WHAT IS BEING ASKED: Render everything in the records from the line containing "Target: clear blue sky" down to the line containing "column 155, row 35", both ends included, as a Markdown table. Use the columns No. and Line, give each line its own numbered row, and omit blank lines.

================

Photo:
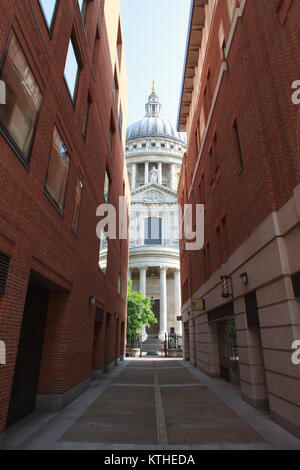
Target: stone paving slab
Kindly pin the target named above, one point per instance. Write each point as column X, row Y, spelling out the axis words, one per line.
column 119, row 415
column 178, row 376
column 197, row 416
column 208, row 414
column 132, row 376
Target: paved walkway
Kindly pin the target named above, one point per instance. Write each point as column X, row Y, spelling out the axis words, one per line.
column 152, row 404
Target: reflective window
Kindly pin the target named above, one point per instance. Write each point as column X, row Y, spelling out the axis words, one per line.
column 48, row 9
column 106, row 187
column 83, row 7
column 103, row 255
column 18, row 117
column 78, row 195
column 58, row 169
column 71, row 70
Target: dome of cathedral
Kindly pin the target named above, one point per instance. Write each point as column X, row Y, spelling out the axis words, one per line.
column 153, row 124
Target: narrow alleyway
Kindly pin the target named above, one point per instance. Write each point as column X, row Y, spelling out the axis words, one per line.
column 152, row 404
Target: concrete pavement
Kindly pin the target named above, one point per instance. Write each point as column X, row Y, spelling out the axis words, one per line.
column 152, row 404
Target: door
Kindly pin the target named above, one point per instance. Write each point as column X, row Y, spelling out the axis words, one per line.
column 27, row 367
column 228, row 351
column 154, row 328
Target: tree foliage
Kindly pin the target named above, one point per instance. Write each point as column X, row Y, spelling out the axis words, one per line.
column 139, row 312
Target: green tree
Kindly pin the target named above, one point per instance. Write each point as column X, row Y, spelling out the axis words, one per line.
column 139, row 313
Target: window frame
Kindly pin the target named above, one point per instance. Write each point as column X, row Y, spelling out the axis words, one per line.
column 50, row 27
column 151, row 241
column 46, row 190
column 73, row 40
column 75, row 228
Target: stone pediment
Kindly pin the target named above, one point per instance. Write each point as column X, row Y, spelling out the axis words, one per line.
column 154, row 194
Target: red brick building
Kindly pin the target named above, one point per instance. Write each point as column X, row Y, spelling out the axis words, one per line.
column 243, row 163
column 62, row 132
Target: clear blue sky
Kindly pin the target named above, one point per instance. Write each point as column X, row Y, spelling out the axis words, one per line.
column 155, row 35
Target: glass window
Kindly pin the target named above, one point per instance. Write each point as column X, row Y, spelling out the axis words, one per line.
column 78, row 195
column 106, row 187
column 23, row 98
column 71, row 70
column 57, row 174
column 86, row 116
column 103, row 256
column 83, row 8
column 120, row 120
column 111, row 133
column 48, row 9
column 153, row 231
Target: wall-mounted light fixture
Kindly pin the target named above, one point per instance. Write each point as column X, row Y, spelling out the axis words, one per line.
column 244, row 278
column 225, row 285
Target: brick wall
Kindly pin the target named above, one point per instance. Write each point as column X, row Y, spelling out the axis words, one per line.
column 32, row 231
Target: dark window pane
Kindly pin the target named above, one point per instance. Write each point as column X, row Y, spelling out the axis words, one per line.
column 23, row 97
column 153, row 231
column 57, row 174
column 106, row 187
column 83, row 7
column 77, row 204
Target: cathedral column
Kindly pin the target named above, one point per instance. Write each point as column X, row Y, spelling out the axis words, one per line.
column 160, row 173
column 143, row 273
column 133, row 176
column 163, row 303
column 143, row 289
column 172, row 169
column 146, row 173
column 178, row 328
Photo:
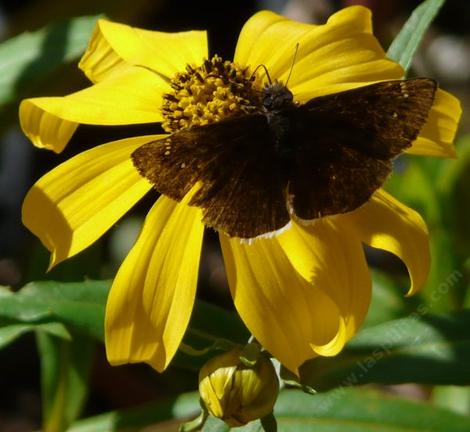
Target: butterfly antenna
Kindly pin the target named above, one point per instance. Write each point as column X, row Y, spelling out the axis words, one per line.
column 293, row 61
column 265, row 70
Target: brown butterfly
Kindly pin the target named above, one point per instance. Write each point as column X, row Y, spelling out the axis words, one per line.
column 324, row 157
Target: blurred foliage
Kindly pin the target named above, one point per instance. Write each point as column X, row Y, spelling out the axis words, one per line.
column 422, row 340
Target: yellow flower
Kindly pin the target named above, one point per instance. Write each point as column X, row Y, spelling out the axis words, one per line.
column 302, row 293
column 235, row 392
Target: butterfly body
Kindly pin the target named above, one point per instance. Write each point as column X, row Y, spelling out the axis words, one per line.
column 284, row 160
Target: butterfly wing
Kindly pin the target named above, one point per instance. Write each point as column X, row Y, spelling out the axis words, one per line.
column 241, row 190
column 344, row 143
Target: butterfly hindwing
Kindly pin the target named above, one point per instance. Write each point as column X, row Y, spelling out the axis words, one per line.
column 233, row 162
column 344, row 143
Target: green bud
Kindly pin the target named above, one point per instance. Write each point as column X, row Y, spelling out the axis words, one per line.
column 236, row 392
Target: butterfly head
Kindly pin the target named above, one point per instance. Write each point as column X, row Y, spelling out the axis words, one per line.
column 277, row 97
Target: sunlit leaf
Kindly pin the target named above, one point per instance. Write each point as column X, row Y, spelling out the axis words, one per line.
column 65, row 367
column 32, row 56
column 340, row 410
column 428, row 349
column 406, row 43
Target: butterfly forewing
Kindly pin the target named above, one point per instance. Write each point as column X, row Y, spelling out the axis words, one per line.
column 322, row 158
column 240, row 190
column 344, row 143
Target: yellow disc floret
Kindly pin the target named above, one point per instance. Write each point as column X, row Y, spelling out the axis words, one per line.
column 208, row 93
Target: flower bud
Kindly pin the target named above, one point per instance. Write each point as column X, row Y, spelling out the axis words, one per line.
column 238, row 393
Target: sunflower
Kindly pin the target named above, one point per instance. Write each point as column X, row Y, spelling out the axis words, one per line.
column 303, row 292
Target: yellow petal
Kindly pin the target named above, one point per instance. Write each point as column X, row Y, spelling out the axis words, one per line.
column 135, row 96
column 332, row 259
column 152, row 296
column 437, row 135
column 387, row 224
column 333, row 57
column 113, row 46
column 77, row 202
column 293, row 319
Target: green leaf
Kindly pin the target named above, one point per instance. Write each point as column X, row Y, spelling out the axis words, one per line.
column 341, row 410
column 353, row 410
column 81, row 306
column 183, row 407
column 406, row 43
column 32, row 56
column 65, row 367
column 78, row 304
column 453, row 398
column 11, row 332
column 428, row 349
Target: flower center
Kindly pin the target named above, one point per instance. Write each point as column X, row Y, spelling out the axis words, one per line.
column 208, row 93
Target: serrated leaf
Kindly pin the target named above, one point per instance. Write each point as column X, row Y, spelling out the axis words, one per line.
column 32, row 56
column 428, row 349
column 403, row 48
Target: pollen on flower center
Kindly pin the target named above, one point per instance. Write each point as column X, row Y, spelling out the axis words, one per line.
column 209, row 93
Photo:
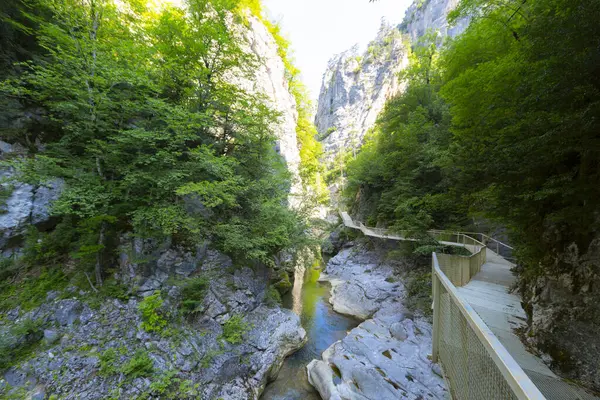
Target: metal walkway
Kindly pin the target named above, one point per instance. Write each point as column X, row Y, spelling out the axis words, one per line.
column 488, row 293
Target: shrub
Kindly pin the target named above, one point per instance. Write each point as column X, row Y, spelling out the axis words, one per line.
column 152, row 317
column 233, row 330
column 193, row 293
column 140, row 365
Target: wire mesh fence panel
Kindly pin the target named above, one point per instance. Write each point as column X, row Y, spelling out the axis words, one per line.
column 470, row 370
column 557, row 389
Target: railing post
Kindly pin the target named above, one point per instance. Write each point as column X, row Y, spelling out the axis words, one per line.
column 436, row 312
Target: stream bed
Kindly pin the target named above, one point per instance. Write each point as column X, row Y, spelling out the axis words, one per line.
column 310, row 300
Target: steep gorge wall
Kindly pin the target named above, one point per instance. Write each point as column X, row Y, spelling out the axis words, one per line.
column 356, row 86
column 270, row 80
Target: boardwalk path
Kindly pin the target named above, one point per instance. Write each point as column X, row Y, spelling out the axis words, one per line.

================

FULL SOLUTION:
| No. | Line |
|---|---|
| 1 | Target: clear blue sky |
| 2 | Kindly pin the target named above, one point per instance. Write each point as column X, row Y, spelling out the axis words, one per line. |
| 3 | column 155, row 35 |